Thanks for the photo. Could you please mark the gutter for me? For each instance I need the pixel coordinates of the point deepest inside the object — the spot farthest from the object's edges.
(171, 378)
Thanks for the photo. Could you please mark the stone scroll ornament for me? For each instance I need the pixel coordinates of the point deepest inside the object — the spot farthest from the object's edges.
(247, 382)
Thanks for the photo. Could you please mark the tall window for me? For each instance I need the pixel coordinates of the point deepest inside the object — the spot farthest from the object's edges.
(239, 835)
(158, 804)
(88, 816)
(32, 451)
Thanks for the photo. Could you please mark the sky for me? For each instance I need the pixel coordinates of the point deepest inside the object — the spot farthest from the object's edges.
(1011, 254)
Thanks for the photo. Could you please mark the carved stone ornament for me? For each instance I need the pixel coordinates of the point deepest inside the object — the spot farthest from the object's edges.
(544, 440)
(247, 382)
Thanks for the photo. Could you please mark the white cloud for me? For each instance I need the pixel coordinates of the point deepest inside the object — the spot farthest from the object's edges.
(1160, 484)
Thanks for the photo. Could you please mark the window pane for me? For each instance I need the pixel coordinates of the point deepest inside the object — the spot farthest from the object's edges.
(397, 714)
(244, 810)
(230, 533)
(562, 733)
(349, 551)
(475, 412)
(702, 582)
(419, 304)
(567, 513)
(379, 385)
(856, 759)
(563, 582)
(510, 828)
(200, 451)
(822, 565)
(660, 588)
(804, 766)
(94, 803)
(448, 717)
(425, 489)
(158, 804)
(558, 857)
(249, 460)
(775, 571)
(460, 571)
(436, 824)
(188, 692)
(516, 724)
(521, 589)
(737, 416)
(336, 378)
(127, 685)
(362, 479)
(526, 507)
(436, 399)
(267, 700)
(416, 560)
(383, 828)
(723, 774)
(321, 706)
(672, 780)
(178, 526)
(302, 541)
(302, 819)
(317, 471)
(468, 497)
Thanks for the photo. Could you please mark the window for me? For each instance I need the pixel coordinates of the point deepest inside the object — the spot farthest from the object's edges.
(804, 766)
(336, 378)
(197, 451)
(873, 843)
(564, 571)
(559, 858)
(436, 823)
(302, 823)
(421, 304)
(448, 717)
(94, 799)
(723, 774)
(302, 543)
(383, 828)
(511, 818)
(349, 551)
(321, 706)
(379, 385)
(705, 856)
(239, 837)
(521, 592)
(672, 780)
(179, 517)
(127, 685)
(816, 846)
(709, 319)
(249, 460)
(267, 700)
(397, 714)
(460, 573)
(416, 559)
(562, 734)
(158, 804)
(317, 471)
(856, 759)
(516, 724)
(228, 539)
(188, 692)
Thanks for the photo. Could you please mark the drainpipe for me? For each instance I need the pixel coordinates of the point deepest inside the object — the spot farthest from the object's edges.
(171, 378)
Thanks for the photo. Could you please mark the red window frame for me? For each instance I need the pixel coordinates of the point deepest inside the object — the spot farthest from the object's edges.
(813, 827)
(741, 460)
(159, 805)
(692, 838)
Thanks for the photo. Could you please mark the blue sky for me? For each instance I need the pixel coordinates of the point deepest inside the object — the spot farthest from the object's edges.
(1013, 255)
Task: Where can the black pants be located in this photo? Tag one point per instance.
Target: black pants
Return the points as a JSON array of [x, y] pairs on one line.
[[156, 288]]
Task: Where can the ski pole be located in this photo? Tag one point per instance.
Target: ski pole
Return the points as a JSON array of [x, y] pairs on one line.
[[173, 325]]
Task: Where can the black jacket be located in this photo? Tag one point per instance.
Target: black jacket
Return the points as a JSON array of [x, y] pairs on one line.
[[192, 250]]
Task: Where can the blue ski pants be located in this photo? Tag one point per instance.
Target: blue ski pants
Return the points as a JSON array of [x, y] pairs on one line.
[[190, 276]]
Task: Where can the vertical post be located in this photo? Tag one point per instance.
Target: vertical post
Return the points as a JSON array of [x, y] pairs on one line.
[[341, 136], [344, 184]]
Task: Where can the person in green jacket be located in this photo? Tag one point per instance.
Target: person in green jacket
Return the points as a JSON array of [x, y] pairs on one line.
···
> Task details:
For this exercise, restate each of the entries without any deviation.

> Task output:
Thanks for the photo. Could you please mark the gutter for me? For each instance I need the pixel coordinates of the point deepest inside the object — the spot farthest from the object's edges.
(171, 378)
Thanks for the photo. Could you please mark the stone scroll ornament for me? For each instance I need the pixel coordinates of the point deepest inside the object — the spot farthest from the object's edges.
(247, 382)
Thanks for the photo. Could you please mark the tall window for me? For each instance I need the pixel coordinates of the point deepest inside the object — the spot farthest from the object's edges.
(239, 835)
(158, 804)
(88, 816)
(32, 451)
Thanks for the photo. Could you please mark the sky for me? For each instance I need the pixel coordinates of the point deepest inside the object — the spot farthest from the object's edges.
(1011, 254)
Thanks for the photo. Could you please mark the carved stone ornament for me? For each instance I need the pixel coordinates of the point deepest inside the object — the spot farthest from the object's edges.
(544, 440)
(247, 382)
Thanks for the photo. Could you please mark the white cloud for me? For each instance I need the pixel coordinates of the point deepest inside the object — the spot farthest from the object's edges.
(1160, 484)
Thanks for the photo. Could you please mark the window pane for me? For each instance I need the pixel coordinates of the point deepest inside the object — the spot farthest from the object's edges.
(397, 714)
(244, 810)
(230, 533)
(562, 733)
(349, 551)
(475, 412)
(702, 582)
(419, 304)
(567, 513)
(379, 385)
(856, 759)
(563, 582)
(510, 828)
(200, 451)
(822, 565)
(660, 588)
(804, 766)
(94, 803)
(448, 717)
(425, 489)
(158, 804)
(558, 857)
(249, 460)
(775, 571)
(460, 571)
(436, 824)
(188, 692)
(516, 724)
(521, 589)
(737, 416)
(336, 378)
(127, 685)
(362, 479)
(526, 507)
(436, 399)
(267, 700)
(416, 560)
(383, 828)
(723, 774)
(321, 706)
(672, 780)
(178, 526)
(302, 541)
(302, 819)
(317, 471)
(468, 497)
Thanks for the photo. Could you please mark the window for me? For each instance I need the pixel coordinates of the point deepest inside the object — the spot farthest from the object's edges.
(804, 766)
(336, 378)
(197, 451)
(873, 843)
(564, 571)
(559, 858)
(436, 823)
(302, 823)
(421, 304)
(448, 717)
(94, 799)
(723, 774)
(302, 543)
(383, 828)
(511, 818)
(349, 551)
(321, 706)
(379, 385)
(705, 856)
(239, 837)
(521, 592)
(672, 780)
(179, 517)
(127, 685)
(816, 846)
(709, 319)
(249, 460)
(267, 700)
(397, 714)
(460, 573)
(416, 559)
(562, 734)
(158, 804)
(317, 471)
(856, 759)
(516, 724)
(228, 539)
(188, 692)
Thanks for the photo. Could you please mark the drainpipe for me? For each instance I need the pixel coordinates of the point deepest inside the object — the spot farthest from the object's edges.
(171, 378)
Thanks for the photo. Could you please mark the red window frame for me? For each instance I need the pixel coordinates of the point deepest inside the object — the spot farthest from the object's edges.
(813, 827)
(741, 460)
(159, 805)
(692, 838)
Thanks for the photo. Could you please mark the blue sky for me? For each instance I need the pixel coordinates of the point deepest inside the object — the spot farthest from the object's edges.
(1013, 255)
Task: Where can the black pants be located in this photo? Tag one point per instance.
Target: black pants
Return the points as a JSON array of [x, y] pairs on one line.
[[156, 288]]
Task: Where can the ski pole be located in this photo? Tag one point per instance.
Target: ski pole
Return the points as a JSON array of [x, y] pairs on one line.
[[173, 325]]
Task: Where can the black jacket be located in this photo? Tag one point per instance.
Target: black jacket
Return the points as a JSON array of [x, y] pairs on one line.
[[192, 250]]
Task: Where can the blue ski pants be located in this photo? Tag one point per instance.
Target: blue ski pants
Return the points as a JSON array of [x, y] pairs on one line.
[[190, 276]]
Task: Where can the vertical post be located in this photo? Tag one point per instance.
Target: vertical post
Return the points as a JSON array of [x, y] pairs on one line.
[[341, 136], [344, 184]]
Task: Where can the person in green jacket be located in this photo? Tag one point per instance.
Target: person in green jacket
Return the points as a JSON array of [x, y] pairs on one line.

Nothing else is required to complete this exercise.